CONSIGNE: Recopiez à l'identique, s'il vous plaît, les lignes du matériel situées entre celle qui contient « Pick out each instance of the window frame » et celle qui contient « x=545 y=242 », ces deux lignes incluses.

MATÉRIEL FOURNI:
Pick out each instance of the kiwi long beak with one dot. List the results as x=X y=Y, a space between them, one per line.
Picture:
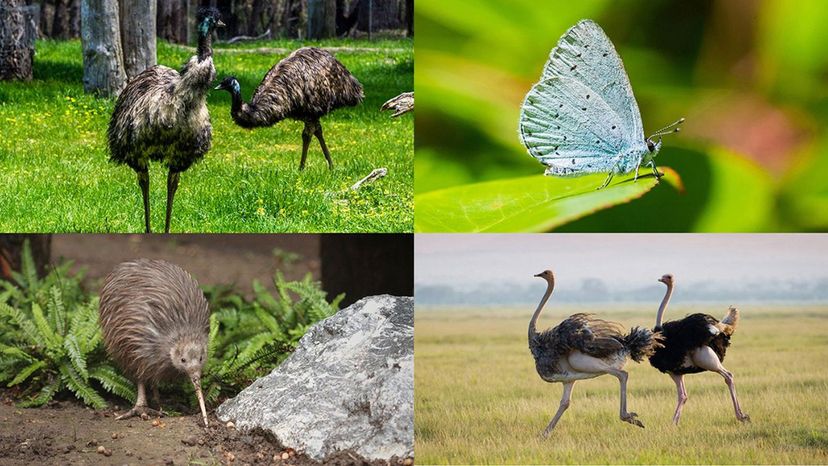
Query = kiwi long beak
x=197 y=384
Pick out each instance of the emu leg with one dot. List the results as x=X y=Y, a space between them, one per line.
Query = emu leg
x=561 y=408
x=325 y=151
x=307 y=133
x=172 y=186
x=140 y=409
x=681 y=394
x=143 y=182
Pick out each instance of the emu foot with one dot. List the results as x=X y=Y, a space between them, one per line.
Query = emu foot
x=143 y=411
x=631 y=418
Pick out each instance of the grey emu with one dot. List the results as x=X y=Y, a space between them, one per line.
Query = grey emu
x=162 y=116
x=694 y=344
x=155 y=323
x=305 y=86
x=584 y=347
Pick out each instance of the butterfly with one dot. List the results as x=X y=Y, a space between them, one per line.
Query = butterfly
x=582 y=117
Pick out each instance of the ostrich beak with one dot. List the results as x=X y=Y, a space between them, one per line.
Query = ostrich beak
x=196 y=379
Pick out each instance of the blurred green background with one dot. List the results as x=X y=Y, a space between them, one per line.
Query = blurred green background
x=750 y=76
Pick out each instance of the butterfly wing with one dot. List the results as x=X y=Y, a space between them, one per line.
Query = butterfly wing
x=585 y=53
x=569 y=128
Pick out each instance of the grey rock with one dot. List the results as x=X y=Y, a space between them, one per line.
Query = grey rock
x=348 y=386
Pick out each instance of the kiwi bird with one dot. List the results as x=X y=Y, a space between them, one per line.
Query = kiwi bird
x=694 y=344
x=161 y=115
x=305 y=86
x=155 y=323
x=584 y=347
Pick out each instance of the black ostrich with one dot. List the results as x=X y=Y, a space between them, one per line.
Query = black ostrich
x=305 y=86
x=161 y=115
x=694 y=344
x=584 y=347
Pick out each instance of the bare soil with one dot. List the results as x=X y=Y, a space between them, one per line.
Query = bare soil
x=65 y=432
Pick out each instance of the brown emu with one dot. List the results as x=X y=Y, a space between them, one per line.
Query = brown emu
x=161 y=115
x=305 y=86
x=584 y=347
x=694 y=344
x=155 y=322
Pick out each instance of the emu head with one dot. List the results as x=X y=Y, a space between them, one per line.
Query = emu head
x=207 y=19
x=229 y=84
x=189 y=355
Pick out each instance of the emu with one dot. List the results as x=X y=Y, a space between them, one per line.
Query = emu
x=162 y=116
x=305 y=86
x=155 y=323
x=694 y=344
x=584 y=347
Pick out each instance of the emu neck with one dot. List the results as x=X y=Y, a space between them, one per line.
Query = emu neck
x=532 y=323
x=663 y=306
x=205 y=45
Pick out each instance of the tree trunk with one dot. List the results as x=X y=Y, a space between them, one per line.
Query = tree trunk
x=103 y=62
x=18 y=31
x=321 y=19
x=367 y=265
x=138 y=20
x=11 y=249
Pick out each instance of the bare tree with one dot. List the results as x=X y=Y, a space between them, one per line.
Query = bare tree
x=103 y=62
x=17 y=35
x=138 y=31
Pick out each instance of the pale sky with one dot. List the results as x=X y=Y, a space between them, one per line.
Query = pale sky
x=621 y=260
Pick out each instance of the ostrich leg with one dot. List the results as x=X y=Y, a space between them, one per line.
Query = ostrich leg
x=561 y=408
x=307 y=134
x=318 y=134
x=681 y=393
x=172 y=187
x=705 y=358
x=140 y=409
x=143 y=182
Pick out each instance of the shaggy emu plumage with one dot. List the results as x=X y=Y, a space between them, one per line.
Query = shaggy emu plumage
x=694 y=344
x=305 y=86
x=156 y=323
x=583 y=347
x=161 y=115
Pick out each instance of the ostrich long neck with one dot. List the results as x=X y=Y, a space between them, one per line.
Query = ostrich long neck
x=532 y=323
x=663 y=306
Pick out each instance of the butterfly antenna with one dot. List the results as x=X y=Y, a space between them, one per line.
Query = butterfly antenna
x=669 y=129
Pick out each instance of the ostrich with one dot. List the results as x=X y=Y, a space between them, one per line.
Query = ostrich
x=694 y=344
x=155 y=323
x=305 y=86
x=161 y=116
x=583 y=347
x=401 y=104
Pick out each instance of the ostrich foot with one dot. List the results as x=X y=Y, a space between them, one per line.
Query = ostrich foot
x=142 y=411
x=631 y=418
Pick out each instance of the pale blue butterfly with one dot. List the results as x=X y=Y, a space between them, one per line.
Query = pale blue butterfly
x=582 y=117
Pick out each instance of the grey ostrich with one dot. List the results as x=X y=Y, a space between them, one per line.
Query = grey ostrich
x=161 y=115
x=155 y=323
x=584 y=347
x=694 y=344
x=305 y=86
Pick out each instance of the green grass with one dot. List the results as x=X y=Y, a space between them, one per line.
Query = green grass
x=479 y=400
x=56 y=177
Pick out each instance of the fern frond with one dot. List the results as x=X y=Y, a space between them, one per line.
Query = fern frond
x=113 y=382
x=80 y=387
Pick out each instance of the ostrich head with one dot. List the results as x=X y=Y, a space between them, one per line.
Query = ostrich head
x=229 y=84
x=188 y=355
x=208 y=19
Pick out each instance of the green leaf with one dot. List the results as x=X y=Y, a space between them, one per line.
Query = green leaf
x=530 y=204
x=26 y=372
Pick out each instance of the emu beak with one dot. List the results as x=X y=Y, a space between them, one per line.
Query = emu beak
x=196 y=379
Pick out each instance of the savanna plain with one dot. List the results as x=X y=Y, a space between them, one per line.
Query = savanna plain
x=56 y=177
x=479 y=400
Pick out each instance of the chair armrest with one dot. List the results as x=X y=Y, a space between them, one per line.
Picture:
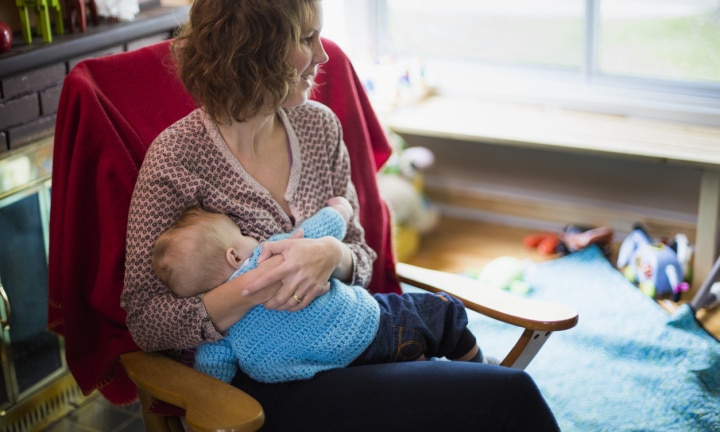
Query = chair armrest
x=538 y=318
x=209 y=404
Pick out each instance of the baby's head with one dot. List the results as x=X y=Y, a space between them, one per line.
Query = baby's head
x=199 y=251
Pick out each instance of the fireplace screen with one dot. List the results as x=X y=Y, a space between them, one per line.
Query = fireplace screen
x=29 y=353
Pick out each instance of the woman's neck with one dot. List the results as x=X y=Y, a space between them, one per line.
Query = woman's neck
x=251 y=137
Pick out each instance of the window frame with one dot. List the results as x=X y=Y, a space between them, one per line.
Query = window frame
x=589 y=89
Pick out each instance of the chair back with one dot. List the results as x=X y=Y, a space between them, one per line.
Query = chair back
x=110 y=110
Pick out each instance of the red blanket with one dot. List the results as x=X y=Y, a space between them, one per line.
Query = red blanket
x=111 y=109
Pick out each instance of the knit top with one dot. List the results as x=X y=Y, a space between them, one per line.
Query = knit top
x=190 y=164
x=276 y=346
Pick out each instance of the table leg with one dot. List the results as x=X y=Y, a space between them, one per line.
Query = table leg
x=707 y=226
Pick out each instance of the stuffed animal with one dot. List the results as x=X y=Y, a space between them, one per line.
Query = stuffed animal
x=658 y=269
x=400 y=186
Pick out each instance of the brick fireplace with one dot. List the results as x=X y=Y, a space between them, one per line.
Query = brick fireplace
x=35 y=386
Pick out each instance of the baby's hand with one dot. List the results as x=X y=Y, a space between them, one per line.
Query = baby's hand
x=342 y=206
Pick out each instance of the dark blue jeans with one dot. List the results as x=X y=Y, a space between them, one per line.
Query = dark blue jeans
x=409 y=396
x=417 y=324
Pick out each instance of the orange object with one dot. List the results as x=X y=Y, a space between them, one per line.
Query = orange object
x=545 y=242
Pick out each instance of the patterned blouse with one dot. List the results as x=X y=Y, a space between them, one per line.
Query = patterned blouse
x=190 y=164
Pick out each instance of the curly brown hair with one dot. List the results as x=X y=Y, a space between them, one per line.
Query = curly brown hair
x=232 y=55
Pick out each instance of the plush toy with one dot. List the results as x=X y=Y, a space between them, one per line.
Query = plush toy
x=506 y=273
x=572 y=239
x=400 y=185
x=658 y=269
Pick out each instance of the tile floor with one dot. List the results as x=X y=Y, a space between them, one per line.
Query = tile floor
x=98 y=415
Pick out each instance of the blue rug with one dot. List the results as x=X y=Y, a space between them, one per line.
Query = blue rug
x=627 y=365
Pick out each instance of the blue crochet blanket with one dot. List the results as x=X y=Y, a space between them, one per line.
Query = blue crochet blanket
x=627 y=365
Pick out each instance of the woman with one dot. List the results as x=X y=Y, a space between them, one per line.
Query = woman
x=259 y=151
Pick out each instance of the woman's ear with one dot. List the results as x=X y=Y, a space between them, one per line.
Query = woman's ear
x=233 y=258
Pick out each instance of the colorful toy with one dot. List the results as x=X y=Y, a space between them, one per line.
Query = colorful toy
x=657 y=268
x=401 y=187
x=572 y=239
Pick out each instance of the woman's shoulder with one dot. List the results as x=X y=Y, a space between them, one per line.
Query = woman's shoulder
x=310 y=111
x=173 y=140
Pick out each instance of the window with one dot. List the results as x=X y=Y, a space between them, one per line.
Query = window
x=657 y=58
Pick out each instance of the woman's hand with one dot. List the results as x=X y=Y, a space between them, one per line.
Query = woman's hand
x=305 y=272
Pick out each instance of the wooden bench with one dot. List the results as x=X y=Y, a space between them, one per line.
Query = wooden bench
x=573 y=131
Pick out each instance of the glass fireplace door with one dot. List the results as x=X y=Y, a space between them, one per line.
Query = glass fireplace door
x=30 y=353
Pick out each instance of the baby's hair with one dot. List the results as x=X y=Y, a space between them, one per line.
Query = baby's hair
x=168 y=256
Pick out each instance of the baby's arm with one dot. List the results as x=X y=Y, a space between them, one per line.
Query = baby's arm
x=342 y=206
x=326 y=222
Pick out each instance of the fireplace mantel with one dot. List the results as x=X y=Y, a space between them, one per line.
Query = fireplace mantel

RÉPONSE ÉCRITE:
Pick out each instance of the window frame with one dot. List the results as x=X y=Y, a space between them, one per line.
Query = window frame
x=589 y=89
Pick out each instance of the chair back with one dot. List the results as x=X y=Y, a space between them, one per line.
Query = chair back
x=110 y=110
Pick out each instance of the red blanket with one dot. List the results as x=X y=Y, a space between them, one per line.
Query = red blanket
x=111 y=109
Pick out each instance of the knit top with one dot. List the results as x=X y=Y, a space between them, one per line.
Query = knit top
x=190 y=164
x=276 y=346
Pick out each instance of the table leg with one dot. List the results as x=X y=Y, a space between them, one per line.
Query = table leg
x=707 y=226
Pick out each instance of the stuffed animal with one dot. List the results as x=X y=Y, a space between them, one per line.
Query = stuffed animal
x=658 y=269
x=400 y=186
Pick out each instance of the brick fireplace with one dot. List the results as x=X y=Y, a space between them, one per line.
Query = brick fireplace
x=35 y=386
Pick out each instance of the baby's hand with one dot. List the results as x=X y=Y, a space between them, one per line.
Query = baby's hand
x=342 y=206
Pick out each instance of the dark blue jeans with one dot. List the results as x=X y=Y, a space between them, one per line.
Query = dark blue jeans
x=409 y=396
x=417 y=324
Pick out each instance of the orange object with one dot. List the results as x=X y=Y, a space between them, one per line.
Query = orange object
x=545 y=242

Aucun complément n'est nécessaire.